# Data supplied start
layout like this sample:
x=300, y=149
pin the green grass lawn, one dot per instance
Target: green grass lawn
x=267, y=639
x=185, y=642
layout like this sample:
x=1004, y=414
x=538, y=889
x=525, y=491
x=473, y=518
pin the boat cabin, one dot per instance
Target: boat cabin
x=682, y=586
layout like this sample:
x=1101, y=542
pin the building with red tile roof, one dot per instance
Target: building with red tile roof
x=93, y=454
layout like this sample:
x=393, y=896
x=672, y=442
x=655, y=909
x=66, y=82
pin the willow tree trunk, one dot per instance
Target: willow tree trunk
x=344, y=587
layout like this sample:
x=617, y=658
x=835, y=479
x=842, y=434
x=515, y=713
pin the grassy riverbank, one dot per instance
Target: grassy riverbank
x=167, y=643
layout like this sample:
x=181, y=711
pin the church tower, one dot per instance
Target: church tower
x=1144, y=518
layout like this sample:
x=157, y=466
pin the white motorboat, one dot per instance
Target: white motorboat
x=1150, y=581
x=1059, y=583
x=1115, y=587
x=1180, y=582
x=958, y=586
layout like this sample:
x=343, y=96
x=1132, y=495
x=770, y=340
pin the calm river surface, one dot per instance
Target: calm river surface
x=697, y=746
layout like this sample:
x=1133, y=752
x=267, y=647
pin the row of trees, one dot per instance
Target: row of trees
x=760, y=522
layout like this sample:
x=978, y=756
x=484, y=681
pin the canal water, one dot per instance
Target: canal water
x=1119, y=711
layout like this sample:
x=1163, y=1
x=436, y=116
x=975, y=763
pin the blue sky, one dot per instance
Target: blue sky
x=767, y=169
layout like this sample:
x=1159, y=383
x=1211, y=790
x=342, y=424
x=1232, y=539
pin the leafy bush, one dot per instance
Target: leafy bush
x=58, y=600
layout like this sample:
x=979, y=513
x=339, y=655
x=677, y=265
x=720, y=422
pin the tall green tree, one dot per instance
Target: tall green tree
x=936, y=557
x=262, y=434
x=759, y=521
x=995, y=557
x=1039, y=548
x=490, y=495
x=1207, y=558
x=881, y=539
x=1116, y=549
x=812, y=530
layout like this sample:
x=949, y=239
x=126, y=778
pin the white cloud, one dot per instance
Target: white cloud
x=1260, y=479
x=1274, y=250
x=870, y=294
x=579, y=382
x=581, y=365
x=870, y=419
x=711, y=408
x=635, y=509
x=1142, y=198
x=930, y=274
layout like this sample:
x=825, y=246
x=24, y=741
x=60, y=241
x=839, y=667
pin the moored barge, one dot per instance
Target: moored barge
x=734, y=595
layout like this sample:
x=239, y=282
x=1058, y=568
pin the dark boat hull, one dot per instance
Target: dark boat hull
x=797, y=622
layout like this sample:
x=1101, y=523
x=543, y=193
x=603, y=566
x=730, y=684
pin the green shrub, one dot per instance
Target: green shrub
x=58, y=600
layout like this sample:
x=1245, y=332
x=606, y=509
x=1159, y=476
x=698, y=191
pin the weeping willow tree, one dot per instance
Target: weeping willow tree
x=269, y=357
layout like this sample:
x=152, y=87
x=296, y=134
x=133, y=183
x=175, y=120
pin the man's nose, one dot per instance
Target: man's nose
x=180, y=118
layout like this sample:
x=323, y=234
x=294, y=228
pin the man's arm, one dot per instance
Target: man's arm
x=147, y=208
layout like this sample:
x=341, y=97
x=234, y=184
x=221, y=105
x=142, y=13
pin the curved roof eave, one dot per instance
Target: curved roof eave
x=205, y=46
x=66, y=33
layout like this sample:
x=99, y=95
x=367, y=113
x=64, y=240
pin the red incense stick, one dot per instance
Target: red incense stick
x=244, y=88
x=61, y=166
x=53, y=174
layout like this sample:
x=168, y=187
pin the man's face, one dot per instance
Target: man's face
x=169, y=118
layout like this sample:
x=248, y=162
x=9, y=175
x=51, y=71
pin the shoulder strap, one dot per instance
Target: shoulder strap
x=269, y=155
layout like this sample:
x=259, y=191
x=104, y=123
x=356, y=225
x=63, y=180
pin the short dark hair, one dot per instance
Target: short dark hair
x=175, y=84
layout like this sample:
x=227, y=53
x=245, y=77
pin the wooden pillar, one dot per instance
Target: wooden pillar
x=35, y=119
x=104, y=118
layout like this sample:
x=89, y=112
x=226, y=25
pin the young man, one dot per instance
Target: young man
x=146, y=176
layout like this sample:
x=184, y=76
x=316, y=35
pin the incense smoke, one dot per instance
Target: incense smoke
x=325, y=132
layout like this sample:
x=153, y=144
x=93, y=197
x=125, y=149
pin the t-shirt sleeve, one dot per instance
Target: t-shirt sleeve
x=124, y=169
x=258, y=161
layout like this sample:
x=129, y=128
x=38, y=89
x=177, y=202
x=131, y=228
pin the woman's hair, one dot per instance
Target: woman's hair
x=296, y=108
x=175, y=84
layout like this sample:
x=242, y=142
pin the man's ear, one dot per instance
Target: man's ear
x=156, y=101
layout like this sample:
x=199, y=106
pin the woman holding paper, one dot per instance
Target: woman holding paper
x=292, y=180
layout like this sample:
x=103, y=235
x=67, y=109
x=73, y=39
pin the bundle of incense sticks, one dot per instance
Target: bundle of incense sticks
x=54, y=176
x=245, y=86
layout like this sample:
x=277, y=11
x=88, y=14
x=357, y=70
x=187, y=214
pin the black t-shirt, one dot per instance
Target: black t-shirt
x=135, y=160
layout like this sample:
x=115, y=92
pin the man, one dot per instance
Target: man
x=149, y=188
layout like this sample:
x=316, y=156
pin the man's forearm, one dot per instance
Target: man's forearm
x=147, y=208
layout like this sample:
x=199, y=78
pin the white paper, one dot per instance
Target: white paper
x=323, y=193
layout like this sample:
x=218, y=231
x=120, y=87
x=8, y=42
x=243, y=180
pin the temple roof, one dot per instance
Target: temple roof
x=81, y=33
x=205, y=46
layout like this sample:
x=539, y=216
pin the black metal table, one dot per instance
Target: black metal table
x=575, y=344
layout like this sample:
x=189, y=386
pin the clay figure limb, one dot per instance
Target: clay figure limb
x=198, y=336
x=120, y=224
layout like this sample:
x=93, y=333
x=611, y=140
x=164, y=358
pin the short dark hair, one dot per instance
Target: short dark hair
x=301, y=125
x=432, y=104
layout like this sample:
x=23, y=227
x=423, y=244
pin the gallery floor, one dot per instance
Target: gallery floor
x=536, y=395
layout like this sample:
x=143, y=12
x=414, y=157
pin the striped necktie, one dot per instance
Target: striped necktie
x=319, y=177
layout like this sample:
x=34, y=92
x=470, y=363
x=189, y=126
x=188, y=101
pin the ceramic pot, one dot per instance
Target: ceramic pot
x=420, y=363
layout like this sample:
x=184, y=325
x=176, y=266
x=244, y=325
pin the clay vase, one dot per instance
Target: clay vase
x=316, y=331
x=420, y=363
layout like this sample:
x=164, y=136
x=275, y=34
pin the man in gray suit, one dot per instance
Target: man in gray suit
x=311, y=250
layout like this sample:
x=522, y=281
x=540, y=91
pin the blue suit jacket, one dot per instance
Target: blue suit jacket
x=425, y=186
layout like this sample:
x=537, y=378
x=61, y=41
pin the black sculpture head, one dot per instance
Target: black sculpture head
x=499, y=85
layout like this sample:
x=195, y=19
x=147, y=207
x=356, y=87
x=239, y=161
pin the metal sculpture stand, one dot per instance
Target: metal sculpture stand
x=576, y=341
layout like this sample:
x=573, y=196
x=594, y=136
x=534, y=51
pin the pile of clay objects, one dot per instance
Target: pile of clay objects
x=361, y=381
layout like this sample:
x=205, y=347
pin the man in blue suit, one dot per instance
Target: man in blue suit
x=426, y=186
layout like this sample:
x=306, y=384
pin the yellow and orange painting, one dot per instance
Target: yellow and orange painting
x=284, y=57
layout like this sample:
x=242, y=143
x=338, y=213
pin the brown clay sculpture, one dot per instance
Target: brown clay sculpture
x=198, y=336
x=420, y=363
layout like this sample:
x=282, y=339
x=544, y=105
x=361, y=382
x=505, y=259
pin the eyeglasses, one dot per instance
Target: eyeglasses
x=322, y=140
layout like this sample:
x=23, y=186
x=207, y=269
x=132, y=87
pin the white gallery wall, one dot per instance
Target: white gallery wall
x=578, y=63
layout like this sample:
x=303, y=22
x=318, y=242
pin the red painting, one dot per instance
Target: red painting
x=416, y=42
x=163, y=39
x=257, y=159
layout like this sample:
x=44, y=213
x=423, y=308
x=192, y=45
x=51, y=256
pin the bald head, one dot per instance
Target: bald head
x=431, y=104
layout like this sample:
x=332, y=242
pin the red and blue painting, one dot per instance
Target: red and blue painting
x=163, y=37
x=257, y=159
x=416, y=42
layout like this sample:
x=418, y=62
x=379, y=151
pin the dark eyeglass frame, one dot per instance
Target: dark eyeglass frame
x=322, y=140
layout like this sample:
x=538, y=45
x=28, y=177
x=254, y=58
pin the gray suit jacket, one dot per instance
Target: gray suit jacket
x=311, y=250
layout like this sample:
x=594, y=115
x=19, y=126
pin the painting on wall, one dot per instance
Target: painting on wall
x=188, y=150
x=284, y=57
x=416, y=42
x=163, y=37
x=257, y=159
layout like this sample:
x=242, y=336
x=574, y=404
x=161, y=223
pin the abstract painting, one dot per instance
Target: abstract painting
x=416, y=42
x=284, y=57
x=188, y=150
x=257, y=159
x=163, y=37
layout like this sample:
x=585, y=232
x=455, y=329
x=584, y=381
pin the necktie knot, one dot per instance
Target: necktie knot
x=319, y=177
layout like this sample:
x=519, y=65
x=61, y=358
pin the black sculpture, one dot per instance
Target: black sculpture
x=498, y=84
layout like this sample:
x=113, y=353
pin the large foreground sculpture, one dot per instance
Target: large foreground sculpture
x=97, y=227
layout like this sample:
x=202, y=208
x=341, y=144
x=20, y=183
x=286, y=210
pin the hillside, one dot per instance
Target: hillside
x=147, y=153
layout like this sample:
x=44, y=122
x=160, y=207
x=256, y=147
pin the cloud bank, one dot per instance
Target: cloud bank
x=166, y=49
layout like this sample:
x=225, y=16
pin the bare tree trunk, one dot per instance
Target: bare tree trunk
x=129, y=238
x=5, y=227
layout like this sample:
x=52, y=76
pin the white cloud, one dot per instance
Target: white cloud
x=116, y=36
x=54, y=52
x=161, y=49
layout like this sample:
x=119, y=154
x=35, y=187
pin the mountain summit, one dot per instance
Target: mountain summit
# Data supplied end
Set problem >> Put the records, from the start up to and including the line with "x=682, y=586", into a numbered list, leaving out any blank lines.

Problem solution >>
1. layout like this sample:
2. x=300, y=149
3. pin the green grass lawn, one dot per instance
4. Target: green grass lawn
5. x=267, y=639
6. x=185, y=642
7. layout like this sample:
8. x=1004, y=414
9. x=538, y=889
10. x=525, y=491
11. x=473, y=518
12. pin the boat cabin, one dot per instance
13. Target: boat cabin
14. x=682, y=586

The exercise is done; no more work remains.